RECORDS TO USE>
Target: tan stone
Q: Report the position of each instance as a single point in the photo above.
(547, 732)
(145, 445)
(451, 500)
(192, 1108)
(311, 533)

DIRECTIVE>
All of the data shown above must be copied exactly.

RESULT OF THE EXERCISE>
Target: tan stone
Q: Report the position of each instance as a single point in the photo above.
(547, 732)
(145, 445)
(451, 500)
(192, 1108)
(311, 533)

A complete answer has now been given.